Reproduce the whole listing below, requests included, and rescale every coordinate in the answers by multiplying it by 0.85 and rounding to a whole number, with halves rounded up.

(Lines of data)
----
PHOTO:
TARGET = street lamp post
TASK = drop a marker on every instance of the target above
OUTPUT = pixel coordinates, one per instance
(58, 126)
----
THE RESULT |
PHOTO:
TARGET = street lamp post
TASK = drop a marker on every instance of the target above
OUTPUT = pixel coordinates, one per instance
(49, 107)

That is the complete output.